課題データ -

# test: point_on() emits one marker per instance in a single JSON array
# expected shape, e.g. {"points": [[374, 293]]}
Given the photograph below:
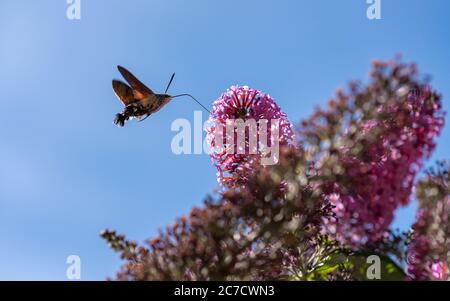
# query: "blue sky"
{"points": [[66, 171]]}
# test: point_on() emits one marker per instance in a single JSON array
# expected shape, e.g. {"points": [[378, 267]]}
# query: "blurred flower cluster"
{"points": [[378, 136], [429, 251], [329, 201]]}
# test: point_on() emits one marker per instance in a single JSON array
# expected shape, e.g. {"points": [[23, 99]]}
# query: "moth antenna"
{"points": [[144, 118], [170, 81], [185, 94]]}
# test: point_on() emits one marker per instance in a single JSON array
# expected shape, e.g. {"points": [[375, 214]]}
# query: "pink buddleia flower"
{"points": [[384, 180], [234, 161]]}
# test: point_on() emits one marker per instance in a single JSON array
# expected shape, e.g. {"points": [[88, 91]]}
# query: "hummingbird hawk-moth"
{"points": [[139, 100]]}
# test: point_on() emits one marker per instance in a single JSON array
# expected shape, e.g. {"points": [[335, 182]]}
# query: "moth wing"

---

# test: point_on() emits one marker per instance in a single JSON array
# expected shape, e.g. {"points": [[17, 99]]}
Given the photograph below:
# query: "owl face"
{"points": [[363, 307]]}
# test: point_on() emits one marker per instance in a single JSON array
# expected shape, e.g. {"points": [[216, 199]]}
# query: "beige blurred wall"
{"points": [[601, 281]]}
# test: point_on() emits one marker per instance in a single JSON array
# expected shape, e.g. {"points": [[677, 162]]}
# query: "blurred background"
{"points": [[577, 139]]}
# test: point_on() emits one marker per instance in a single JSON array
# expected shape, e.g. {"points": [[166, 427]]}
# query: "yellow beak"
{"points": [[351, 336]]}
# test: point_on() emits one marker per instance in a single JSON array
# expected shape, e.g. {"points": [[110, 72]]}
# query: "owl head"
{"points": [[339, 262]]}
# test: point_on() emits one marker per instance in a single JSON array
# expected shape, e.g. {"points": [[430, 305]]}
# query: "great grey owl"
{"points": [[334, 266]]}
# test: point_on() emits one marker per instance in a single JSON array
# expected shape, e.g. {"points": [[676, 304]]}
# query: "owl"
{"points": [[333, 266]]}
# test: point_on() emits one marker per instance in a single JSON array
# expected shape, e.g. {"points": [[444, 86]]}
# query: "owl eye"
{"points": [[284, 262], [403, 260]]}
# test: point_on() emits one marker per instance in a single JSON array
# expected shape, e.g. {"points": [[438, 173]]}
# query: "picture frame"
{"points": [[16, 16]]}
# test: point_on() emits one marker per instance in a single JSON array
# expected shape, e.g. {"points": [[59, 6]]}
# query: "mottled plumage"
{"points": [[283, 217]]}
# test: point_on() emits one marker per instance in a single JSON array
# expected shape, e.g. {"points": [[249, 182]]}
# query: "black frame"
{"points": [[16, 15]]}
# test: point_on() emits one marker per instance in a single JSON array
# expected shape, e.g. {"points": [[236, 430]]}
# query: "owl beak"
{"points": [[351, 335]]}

---

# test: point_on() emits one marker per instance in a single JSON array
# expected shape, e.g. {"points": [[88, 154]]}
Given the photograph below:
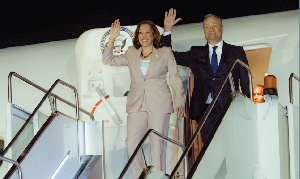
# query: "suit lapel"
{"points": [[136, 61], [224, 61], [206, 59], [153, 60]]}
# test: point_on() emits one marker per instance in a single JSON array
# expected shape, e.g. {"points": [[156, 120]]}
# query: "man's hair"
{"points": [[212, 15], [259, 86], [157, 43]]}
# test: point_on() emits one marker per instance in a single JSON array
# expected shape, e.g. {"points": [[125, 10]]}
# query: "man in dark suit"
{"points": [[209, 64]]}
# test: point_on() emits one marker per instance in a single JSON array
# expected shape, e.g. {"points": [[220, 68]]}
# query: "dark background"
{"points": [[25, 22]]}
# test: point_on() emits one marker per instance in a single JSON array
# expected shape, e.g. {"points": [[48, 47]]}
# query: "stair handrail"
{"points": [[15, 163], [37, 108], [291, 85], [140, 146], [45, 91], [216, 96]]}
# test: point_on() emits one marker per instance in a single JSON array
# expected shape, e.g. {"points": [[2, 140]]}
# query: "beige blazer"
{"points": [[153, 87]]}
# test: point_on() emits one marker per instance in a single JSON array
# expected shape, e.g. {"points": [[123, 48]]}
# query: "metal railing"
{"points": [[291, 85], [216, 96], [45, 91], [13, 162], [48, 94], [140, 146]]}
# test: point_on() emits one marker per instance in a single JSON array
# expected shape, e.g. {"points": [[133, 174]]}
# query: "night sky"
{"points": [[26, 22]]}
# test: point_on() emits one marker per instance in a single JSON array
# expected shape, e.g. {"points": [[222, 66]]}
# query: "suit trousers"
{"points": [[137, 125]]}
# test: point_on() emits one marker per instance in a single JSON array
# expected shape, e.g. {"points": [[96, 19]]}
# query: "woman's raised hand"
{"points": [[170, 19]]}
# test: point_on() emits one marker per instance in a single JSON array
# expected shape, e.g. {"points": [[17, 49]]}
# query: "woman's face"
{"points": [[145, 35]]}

記述問題 - 上のデータのうち、「blurred」という語を含む行をすべて抜き出すこと。

解答 -
# query: "blurred flower cluster"
# query: "beige blurred wall"
# query: "blurred background"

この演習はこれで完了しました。